*WORK REQUIRED:*
From the line containing "Highlight-reel tagging: indicate the person in grey" through the last line of the entries below, repeat each line word for word and leave out the rest.

Start of DATASET CONTENT

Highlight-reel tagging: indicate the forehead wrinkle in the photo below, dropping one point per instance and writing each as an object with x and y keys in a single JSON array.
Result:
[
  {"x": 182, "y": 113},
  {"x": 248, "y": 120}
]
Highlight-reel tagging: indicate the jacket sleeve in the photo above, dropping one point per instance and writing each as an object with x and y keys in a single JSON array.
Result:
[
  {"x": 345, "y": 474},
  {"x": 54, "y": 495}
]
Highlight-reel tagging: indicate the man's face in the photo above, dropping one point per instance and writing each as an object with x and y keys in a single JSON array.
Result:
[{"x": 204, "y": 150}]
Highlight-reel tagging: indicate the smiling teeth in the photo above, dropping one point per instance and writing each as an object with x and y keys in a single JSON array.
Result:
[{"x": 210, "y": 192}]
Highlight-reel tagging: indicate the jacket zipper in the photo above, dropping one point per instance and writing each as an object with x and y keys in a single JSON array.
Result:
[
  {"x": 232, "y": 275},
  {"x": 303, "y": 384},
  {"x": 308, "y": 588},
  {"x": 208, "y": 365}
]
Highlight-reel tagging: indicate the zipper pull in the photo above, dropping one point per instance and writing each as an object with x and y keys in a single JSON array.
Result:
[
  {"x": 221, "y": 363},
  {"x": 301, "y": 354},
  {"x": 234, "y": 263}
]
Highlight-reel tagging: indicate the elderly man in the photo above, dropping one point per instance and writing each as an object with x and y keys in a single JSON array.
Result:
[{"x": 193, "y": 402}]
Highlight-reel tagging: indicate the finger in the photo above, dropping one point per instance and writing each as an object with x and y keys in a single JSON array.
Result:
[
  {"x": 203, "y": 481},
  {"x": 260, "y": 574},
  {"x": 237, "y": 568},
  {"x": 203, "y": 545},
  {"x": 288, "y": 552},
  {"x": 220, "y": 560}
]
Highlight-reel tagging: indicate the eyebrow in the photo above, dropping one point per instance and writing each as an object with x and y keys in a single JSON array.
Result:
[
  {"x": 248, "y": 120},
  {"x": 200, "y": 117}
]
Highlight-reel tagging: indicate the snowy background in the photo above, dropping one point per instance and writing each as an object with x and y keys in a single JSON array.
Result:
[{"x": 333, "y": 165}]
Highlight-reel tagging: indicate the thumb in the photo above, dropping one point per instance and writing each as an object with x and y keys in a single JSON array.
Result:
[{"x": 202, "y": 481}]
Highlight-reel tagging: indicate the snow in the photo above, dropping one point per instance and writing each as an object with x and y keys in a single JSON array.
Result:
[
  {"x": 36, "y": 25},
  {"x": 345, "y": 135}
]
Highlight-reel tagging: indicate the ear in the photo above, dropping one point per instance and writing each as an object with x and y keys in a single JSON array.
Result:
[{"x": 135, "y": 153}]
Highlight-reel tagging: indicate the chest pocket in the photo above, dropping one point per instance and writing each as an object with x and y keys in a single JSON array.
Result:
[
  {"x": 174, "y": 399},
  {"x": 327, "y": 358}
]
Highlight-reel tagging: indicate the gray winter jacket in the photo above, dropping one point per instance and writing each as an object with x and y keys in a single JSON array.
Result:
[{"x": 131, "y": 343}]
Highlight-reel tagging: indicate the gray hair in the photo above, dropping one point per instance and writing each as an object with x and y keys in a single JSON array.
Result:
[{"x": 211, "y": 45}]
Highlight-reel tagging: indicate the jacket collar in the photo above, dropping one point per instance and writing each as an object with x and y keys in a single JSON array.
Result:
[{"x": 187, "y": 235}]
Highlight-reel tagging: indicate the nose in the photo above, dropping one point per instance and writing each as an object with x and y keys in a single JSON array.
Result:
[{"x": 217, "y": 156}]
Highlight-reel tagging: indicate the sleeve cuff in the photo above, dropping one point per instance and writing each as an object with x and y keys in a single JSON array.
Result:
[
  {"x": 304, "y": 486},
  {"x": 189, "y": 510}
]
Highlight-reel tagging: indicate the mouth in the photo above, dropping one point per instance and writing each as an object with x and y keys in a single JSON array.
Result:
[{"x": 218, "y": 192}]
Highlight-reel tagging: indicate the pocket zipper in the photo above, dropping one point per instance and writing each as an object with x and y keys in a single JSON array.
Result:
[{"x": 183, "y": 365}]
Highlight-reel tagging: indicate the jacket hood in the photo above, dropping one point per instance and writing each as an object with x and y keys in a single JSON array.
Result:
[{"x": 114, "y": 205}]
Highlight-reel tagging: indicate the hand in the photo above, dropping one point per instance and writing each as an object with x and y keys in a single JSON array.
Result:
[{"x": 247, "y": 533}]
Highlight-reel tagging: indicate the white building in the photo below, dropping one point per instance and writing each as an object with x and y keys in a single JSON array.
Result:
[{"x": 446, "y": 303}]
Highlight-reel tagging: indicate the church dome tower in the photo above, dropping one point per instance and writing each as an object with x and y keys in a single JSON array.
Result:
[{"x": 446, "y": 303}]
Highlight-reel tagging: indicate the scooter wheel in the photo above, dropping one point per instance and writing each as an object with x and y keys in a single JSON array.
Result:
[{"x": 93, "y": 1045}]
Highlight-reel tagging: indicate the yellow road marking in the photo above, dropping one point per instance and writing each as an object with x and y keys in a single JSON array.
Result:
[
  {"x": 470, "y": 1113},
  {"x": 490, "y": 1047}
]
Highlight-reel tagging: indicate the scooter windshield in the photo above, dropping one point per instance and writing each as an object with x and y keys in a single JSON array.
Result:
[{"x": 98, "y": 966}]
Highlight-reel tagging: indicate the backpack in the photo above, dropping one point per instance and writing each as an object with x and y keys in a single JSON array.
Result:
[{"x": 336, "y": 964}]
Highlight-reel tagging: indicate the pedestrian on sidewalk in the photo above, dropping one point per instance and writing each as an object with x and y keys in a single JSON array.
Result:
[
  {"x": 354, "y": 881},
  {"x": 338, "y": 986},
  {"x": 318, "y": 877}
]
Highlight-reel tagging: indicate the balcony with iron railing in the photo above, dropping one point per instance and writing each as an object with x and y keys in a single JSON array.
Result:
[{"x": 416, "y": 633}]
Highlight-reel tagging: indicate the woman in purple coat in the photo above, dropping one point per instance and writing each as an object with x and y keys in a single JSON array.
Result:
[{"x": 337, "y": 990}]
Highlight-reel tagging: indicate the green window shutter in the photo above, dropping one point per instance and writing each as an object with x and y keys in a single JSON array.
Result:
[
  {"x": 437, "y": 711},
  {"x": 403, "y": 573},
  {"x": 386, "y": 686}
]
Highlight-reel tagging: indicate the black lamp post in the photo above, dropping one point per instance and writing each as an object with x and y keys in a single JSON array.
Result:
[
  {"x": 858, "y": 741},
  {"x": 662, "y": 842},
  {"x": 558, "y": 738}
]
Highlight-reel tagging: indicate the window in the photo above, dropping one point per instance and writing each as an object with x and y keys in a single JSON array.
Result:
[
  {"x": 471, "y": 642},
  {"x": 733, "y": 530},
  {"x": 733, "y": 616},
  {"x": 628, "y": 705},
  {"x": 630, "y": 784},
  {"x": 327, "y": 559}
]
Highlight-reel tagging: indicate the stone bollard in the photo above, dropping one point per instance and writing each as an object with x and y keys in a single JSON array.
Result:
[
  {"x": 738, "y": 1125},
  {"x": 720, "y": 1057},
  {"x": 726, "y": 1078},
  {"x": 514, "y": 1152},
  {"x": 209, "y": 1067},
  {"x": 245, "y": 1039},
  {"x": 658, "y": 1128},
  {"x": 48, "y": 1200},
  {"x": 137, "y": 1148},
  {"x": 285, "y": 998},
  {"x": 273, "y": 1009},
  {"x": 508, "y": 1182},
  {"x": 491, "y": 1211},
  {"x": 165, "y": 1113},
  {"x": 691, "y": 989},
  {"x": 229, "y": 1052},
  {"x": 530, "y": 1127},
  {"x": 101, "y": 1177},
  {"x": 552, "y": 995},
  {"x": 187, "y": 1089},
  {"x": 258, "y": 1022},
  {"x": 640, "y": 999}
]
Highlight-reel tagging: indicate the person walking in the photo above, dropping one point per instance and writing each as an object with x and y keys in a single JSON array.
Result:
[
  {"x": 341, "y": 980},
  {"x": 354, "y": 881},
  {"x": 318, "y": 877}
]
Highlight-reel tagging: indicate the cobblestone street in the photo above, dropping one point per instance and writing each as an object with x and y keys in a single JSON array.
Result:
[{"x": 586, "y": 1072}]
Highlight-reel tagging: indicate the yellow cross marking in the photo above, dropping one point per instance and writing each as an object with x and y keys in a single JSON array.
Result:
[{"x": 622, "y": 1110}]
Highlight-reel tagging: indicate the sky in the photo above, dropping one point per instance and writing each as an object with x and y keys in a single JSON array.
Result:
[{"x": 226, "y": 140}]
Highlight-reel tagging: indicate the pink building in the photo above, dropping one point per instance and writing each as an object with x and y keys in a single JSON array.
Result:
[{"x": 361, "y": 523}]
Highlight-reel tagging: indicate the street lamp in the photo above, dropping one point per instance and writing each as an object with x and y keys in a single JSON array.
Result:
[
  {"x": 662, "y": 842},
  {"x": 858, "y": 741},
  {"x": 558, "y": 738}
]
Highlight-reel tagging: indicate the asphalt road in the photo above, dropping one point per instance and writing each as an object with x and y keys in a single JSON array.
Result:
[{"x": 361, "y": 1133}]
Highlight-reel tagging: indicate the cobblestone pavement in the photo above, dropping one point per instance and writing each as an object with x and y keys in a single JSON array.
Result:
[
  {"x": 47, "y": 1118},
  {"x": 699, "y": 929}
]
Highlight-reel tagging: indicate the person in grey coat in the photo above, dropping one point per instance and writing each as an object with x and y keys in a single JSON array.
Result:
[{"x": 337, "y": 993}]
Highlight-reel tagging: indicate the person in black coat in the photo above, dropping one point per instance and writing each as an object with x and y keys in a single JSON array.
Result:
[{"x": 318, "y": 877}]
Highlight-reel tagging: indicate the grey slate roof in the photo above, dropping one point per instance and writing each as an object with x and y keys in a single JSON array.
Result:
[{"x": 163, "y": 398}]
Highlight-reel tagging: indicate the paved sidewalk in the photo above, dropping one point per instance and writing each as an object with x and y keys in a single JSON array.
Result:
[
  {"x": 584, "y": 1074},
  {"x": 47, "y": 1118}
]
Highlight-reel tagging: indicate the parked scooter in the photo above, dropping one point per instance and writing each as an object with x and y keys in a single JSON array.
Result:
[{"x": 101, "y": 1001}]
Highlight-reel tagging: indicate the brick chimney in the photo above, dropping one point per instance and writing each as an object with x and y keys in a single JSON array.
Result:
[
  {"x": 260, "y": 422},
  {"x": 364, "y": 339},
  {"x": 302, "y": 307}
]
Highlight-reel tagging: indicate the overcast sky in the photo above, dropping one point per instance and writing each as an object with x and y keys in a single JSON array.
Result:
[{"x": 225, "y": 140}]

End of DATASET CONTENT

*RESPONSE BELOW:*
Highlight-reel tagging: indicate the person in grey coat in the photo above, dropping one point per instance and writing each as an object with x and y keys in a single JSON array.
Result:
[{"x": 337, "y": 993}]
Highlight-reel tagging: indicate the person in black coat in the photo above, dropping one point per instance and writing each as an object with x and y keys in a single JSON array.
Result:
[{"x": 318, "y": 877}]
Highlight-reel tagging: indicate the grey slate roof in the photo above, dropping one point per instance and writing each as an object with x and y keys in a single JSON array.
Result:
[{"x": 163, "y": 398}]
Highlight-reel tagging: indicate the paved sidewalk in the photo above, dropping one point per instance and writing each as an object with x and y keys in a single JSON array.
Result:
[
  {"x": 584, "y": 1074},
  {"x": 47, "y": 1118}
]
Highlight-reel tagging: indicate the parked scooter in the photo above, dropping one point per instance and writing each as an object with x and y keys in a single JSON array.
Result:
[{"x": 101, "y": 1001}]
Highlight-reel tagging: indicate the brick chimney in the photo above, dropping one point per instance and writing each as an object with x and y keys in a single JSON array.
Result:
[
  {"x": 260, "y": 422},
  {"x": 364, "y": 339},
  {"x": 302, "y": 307}
]
Highlight-reel tagging: indicate the overcast sky in the photo above, dropping one point per instance and writing each as an object with x and y keys in a single JSON array.
Result:
[{"x": 225, "y": 140}]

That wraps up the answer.